DIRECTIVE:
Transcribe all the entries word for word, but omit the images.

Pointing and labeling entries:
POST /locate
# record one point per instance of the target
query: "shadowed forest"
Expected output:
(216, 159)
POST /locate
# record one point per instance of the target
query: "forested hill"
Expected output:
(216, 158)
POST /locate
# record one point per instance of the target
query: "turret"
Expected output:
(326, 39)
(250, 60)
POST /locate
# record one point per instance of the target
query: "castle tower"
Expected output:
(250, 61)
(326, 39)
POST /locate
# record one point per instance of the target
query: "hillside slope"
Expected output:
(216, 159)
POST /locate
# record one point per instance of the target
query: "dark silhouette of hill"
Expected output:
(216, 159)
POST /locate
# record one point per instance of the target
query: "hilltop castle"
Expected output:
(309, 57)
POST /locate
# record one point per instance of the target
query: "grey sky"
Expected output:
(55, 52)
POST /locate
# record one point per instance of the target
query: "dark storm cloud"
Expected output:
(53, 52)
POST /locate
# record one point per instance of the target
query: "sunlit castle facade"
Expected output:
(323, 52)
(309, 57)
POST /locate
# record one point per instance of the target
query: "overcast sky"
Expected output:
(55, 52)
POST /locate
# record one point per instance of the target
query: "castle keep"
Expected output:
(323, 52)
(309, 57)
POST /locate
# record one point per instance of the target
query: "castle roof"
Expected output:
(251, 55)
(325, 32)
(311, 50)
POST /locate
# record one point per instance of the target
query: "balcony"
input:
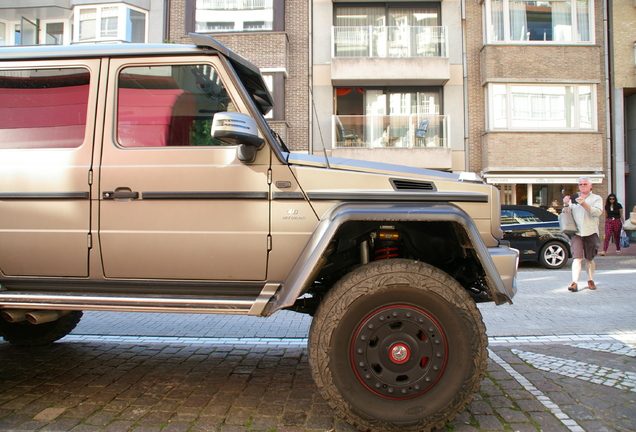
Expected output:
(418, 140)
(389, 42)
(405, 55)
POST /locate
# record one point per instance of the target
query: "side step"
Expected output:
(239, 305)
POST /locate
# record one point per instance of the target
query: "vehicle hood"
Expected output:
(368, 167)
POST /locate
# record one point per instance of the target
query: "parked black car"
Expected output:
(535, 232)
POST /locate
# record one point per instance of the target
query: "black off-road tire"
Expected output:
(553, 255)
(26, 334)
(397, 345)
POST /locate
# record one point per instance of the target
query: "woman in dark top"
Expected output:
(613, 223)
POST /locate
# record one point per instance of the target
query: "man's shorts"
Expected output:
(584, 247)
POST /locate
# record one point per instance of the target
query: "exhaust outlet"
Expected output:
(14, 315)
(44, 316)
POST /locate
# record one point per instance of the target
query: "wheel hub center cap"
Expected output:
(399, 353)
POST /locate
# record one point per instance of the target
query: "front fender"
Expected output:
(497, 260)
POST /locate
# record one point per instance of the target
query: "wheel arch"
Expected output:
(314, 255)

TASK ANSWER:
POST /locate
# record one point per instance of the target
query: "shadowed forest"
Expected output:
(216, 159)
POST /locate
# record one point per instance of the target
query: "forested hill"
Expected output:
(216, 158)
POST /locate
# record one point per instance of the target
query: "turret"
Expected output:
(326, 39)
(250, 60)
POST /locate
# record one point per instance of the target
query: "castle tower"
Expected output:
(250, 61)
(326, 39)
POST /locate
# record one point per instance of the target
query: "hillside slope"
Expected output:
(216, 159)
POST /locate
# record one point per instance of the target
query: "dark silhouette of hill"
Expected output:
(216, 159)
POST /locate
# record one point per instance of the target
query: "hilltop castle"
Expected output:
(309, 57)
POST /locate
# record one point per instance of the target
query: "grey sky"
Expected output:
(55, 52)
POST /locate
# record one point per instance of the target
query: "dark storm cloud"
Expected output:
(53, 52)
POST /locate
# record one point per instance of the target
query: "sunlit castle facade"
Expected output:
(323, 52)
(309, 57)
POST /locate
# record one point per instance of the target
query: "overcast sky"
Expected output:
(55, 52)
POST /locate
# record one point per instance of the target
query: "castle keep"
Expected output:
(323, 52)
(309, 57)
POST /locate
# record one point per instance of the target
query: "castle roof"
Expected output:
(251, 55)
(325, 32)
(311, 50)
POST /locate
# record one point per instance of the target
query: "balcony"
input:
Expected output:
(418, 140)
(389, 42)
(405, 55)
POST /locate
# record one point per instance of the target
query: "side step"
Expected output:
(239, 305)
POST /locate
# record one point per instance of the target
query: "vehicle hood"
Expected output:
(368, 167)
POST /locate
# record one point per instance of the target
query: "parked black car"
Expected output:
(535, 232)
POST /locate
# record one point per instance of the target
query: "black off-road tire"
Expected output:
(553, 255)
(26, 334)
(397, 345)
POST /locate
# record one point per instance of the target
query: "woman in dark top"
Expected output:
(613, 223)
POST /locate
# record one point per instance of the target
query: "man's shorts"
Expected output:
(584, 247)
POST /locate
# record one point per instance of the target
query: "exhaust outlet"
Expected output:
(14, 315)
(44, 316)
POST /locate
# record one point per instance of the target
query: "wheel hub center cap"
Expected output:
(399, 353)
POST /locate
# record one point per instance of the target
query: "front fender"
Expected output:
(497, 260)
POST /locate
# record one point per instance of the target
query: "wheel arch"
Expected output:
(314, 255)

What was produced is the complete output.